===== Oefentekst =====

In eerdere schriftelijke beantwoording is ingegaan op de verschillen tussen het ESF+ en het SCF. Zo verschillen het aan Nederland opengestelde budget voor het SCF (ca. 800 miljoen euro in totaal in het Commissievoorstel) en voor het ESF+ (ca. 413 miljoen euro in totaal), de looptijd (SCF 2025–2032, ESF+ 2021–2027) en de uitvoeringsstructuur (SCF in direct beheer en ESF+ in gedeeld beheer).

Naast deze verschillen bestaan er ook grote verschillen in de doelstellingen van de fondsen. Het ESF+ is met name gericht op het bevorderen van werkgelegenheid, arbeidsparticipatie van kwetsbare groepen, sociale inclusie, armoedebestrijding en vaardigheden en onderwijs. Daarbij gaat het bij het ESF+ om het financieren van maatregelen om de positie van kwetsbare groepen structureel te verbeteren. Het SCF is een fonds dat gericht is op het financieren van maatregelen ten behoeve van kwetsbare groepen in verband met de uitbreiding van het emissiehandelssysteem naar de gebouwde omgeving en wegtransport (ETS-BRT). Dit kan bijvoorbeeld de verduurzaming van huizen zijn of compensatie voor openbaar vervoer zijn. Dit type maatregelen kan niet gefinancierd worden vanuit het ESF+.

Daarnaast geldt dat het kabinet de directe beheermodus en de prestatiegerichte structuur van het SCF meer passend vindt bij de grote opgaven van de klimaattransitie. De verschillen tussen de twee fondsen zijn daarmee dusdanig dat het kabinet aanpassing van het ESF+ geen betere oplossing acht dan het eventueel oprichten van een nieuw fonds. Daar komt bij dat het ESF+ programma al is ingediend bij de Commissie.

===== Aangeleverde gegevens =====

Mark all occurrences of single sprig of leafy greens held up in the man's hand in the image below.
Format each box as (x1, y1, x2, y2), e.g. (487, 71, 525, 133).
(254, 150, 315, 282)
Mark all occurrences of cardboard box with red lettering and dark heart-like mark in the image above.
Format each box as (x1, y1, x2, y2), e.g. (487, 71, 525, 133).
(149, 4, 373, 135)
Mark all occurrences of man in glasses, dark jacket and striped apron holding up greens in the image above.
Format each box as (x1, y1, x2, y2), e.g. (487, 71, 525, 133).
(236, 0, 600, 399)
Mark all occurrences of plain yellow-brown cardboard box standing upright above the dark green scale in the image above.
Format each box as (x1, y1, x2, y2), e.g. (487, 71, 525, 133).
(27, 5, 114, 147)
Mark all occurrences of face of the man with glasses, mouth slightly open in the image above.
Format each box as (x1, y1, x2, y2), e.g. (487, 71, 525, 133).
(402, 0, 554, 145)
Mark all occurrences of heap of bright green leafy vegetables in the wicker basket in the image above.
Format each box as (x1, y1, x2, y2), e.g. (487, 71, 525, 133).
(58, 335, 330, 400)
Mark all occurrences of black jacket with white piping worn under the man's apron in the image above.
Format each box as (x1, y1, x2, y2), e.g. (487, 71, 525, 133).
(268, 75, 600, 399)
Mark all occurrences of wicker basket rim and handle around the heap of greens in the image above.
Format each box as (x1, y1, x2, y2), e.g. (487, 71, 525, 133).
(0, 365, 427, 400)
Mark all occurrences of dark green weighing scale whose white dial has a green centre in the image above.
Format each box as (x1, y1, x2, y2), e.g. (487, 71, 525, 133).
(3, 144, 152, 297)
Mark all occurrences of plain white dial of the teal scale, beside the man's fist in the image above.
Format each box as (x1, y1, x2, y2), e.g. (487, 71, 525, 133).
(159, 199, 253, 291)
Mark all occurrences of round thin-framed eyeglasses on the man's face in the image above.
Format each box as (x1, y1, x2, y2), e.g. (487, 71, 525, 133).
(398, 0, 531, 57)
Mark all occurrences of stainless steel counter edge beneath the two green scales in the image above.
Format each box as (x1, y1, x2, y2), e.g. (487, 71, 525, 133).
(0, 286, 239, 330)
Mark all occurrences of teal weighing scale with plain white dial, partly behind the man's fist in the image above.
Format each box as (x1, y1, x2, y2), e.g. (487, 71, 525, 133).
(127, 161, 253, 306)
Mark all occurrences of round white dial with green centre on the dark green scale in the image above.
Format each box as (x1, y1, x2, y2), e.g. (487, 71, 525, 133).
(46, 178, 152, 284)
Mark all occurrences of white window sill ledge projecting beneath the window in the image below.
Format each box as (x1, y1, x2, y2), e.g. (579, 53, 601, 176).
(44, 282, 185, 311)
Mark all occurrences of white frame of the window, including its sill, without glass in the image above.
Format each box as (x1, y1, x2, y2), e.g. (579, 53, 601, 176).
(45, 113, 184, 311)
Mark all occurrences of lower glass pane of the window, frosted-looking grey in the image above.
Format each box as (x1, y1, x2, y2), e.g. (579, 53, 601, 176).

=====

Te doen:
(a) Geef alstublieft voor elk van de volgende beweringen aan of ze overeenkomt met de tekst over het ESF+ en het SCF. Antwoord per bewering met ja of nee en citeer de woorden uit de tekst die de doorslag geven: (i) De looptijd van het ESF+ is 2021–2027. (ii) De verduurzaming van huizen kan uit het ESF+ worden gefinancierd. (iii) Het SCF valt onder gedeeld beheer.
(b) Ga verder met de tekst over het ESF+ en het SCF, aansluitend op de laatste zin.
Deze gegevens zijn afkomstig uit een andere bron.

Antwoorden per nummer:
(a)
(i) Ja: "ESF+ 2021–2027"
(ii) Nee: "Dit type maatregelen kan niet gefinancierd worden vanuit het ESF+."
(iii) Nee: "SCF in direct beheer en ESF+ in gedeeld beheer"

(b)
Ook de vraag of het SCF niet dient te worden beschouwd als wederom een herverdelingsfonds tussen lidstaten bleef onbeantwoord. Kan u een overzicht geven van de in- en uitbetalingen die voorzien zijn?

Het van belang te benadrukken dat de financiële bijdrage van lidstaten aan het SCF alsook het bedrag uit het SCF waar lidstaten aanspraak op kunnen maken en de omvang van het SCF, nog in sterke mate afhankelijk is van de lopende onderhandelingen over het SCF en de wijze van financiering. Onderstaande tabel biedt een overzicht van de bedragen waar de verschillende lidstaten aanspraak op kunnen maken uit het SCF met een omvang uit het oorspronkelijke Commissievoorstel van 72 miljard euro. Nederland zou daarmee aanspraak kunnen maken op 1,11% van de middelen van het SCF. Dit komt overeen met een bedrag van ca. 800 miljoen euro voor de periode van 2025–2032.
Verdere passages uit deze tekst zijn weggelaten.